> [Record set]:
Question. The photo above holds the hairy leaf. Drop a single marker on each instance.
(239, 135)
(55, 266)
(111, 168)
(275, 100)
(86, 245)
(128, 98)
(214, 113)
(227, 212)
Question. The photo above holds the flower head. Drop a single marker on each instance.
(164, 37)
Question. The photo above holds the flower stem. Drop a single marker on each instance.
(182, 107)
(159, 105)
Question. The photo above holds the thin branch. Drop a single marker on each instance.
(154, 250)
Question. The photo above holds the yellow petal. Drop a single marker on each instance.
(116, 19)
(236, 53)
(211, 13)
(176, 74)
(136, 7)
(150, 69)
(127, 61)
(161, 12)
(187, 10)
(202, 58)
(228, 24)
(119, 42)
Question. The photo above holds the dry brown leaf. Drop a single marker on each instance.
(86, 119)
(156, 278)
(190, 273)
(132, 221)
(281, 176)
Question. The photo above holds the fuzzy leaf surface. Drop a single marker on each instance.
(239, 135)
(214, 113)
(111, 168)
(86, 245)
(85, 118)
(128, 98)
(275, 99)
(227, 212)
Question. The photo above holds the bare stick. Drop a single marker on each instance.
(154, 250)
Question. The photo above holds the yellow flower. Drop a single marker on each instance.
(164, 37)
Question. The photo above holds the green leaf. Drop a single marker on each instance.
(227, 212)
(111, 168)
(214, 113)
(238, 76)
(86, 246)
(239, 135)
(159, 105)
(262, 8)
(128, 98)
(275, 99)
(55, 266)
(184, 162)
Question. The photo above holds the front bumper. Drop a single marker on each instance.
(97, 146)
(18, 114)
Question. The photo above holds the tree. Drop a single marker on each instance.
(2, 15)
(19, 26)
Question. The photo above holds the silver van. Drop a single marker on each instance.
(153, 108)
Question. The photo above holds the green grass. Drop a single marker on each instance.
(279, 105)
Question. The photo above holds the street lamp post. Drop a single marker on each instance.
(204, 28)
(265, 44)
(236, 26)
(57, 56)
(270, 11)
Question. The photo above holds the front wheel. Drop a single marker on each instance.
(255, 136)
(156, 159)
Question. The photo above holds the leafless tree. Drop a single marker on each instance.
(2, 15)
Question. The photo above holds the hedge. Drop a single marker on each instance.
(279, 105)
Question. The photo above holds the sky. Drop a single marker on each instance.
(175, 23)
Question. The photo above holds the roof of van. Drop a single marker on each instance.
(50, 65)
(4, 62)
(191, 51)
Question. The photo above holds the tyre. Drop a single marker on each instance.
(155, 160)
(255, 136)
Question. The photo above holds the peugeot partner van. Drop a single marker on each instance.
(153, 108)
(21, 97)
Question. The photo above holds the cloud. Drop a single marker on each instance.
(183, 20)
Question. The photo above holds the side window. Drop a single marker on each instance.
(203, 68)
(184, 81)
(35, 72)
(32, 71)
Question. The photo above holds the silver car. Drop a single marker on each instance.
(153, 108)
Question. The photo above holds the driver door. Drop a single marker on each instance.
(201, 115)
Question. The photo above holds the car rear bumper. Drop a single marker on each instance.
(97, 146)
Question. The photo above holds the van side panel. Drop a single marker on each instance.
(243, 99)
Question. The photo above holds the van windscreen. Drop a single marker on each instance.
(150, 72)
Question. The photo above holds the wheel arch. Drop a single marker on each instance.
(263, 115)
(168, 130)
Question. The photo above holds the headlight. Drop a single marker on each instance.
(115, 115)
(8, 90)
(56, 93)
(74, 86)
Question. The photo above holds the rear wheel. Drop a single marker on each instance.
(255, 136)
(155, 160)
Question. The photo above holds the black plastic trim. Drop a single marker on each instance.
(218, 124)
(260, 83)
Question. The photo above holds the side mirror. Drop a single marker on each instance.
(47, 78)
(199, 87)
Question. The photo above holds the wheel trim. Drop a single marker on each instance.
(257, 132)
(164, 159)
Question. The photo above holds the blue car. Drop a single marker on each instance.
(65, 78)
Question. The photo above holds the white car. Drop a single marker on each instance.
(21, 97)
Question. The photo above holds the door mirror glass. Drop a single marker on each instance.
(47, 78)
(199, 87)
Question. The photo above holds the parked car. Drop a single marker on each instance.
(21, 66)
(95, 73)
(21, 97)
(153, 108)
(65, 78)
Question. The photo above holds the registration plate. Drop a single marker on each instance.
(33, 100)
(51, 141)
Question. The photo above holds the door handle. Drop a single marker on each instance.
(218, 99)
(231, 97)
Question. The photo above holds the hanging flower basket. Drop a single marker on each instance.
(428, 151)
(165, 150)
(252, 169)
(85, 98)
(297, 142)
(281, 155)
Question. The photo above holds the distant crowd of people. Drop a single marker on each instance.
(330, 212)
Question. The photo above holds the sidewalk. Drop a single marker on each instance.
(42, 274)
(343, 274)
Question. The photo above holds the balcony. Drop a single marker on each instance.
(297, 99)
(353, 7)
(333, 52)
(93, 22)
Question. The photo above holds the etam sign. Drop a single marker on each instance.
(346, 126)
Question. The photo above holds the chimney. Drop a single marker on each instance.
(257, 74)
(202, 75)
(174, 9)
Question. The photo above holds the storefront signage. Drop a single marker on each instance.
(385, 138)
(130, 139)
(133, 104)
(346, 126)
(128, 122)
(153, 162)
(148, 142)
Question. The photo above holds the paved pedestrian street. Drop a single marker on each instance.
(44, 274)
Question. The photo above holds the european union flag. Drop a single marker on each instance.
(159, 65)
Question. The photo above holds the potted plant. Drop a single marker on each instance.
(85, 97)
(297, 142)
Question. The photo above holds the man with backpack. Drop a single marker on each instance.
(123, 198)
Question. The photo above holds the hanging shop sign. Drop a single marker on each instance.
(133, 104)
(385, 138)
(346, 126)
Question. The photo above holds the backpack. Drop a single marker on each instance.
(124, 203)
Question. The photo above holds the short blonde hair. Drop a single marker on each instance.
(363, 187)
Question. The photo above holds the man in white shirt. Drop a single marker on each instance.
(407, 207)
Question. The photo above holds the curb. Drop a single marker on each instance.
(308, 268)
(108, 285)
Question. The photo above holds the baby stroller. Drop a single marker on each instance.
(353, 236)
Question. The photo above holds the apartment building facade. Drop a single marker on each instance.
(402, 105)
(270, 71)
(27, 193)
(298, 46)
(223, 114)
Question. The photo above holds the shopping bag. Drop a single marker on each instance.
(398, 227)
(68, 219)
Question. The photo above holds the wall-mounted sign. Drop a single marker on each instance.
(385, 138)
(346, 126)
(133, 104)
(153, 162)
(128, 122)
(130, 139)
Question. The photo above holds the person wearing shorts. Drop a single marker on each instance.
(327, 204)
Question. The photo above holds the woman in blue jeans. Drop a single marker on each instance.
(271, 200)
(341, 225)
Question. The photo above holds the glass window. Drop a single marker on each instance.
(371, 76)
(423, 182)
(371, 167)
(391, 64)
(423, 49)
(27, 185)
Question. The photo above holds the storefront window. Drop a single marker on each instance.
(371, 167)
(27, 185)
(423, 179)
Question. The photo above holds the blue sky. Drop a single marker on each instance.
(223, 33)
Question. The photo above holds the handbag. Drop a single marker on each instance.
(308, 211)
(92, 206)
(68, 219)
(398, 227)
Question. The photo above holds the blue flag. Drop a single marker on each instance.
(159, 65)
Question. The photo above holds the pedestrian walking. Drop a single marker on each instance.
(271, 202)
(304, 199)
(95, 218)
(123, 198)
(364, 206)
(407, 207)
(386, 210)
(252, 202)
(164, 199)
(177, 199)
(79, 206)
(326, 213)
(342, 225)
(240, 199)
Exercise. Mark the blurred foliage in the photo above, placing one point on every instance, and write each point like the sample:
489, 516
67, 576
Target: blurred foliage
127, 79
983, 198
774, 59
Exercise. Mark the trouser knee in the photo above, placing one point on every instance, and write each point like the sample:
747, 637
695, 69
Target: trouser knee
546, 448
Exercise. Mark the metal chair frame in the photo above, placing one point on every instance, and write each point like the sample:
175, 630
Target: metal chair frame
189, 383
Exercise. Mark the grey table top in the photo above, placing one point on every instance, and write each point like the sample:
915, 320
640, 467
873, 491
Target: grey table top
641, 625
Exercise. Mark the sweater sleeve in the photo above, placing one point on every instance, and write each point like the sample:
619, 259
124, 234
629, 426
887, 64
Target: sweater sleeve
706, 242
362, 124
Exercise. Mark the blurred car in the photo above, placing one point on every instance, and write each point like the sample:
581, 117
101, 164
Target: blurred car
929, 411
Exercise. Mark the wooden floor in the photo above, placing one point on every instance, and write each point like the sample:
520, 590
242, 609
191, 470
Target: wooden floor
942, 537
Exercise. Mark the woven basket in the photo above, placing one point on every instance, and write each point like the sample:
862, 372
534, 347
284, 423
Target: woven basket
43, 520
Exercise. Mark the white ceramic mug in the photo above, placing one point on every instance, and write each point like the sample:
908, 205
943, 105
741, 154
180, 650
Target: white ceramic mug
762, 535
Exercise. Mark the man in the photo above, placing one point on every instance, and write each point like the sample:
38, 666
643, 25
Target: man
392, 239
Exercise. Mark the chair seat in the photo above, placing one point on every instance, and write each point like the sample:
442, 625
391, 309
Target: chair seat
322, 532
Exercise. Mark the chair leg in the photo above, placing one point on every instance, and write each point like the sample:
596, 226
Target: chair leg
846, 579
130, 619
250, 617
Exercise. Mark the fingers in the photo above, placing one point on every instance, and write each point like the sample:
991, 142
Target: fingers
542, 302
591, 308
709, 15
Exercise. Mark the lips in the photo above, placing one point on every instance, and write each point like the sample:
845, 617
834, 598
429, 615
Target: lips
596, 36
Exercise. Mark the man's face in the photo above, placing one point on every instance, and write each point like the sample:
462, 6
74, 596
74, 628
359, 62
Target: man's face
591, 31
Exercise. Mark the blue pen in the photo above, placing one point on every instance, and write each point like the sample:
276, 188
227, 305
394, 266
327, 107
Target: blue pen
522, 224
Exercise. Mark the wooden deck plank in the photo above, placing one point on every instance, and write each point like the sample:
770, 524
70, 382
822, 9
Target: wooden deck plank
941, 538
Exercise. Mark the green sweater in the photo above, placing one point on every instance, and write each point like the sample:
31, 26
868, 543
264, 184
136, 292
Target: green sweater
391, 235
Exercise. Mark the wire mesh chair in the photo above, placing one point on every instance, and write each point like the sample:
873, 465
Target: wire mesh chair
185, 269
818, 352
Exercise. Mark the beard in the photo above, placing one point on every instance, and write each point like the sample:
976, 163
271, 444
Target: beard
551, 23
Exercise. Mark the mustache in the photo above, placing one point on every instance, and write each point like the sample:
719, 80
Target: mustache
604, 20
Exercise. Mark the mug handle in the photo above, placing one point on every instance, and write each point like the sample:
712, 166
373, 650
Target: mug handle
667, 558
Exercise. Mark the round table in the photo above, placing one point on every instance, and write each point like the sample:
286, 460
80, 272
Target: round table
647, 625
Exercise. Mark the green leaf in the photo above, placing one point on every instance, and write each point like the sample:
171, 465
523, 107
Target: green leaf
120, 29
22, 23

> [Exercise description]:
Return every line from the one holding "Exercise. Mark the beard" through the end of the data, exactly as it appears, with both ends kept and nothing else.

> [Result for this task]:
Exercise. Mark the beard in the photo above, placing one point on every instance, and write each point like the sample:
976, 163
271, 444
Target: beard
551, 23
Exercise. Mark the mustache in the photo above, placing one point on every instance, and write each point like the sample:
719, 80
Target: mustache
604, 20
Exercise. Mark the mug handle in the photo above, placing one point on every instance, and write each point like the sample:
712, 166
373, 650
Target: mug handle
667, 558
Exercise. Mark the round table in the photo above, placing one point on every instance, and write each point like the sample:
286, 460
80, 272
Target: round table
647, 625
Exercise. Mark the green leaf in the photo above, placing one point on every instance, and write each point like the sample:
171, 465
523, 107
Target: green leaf
120, 29
22, 23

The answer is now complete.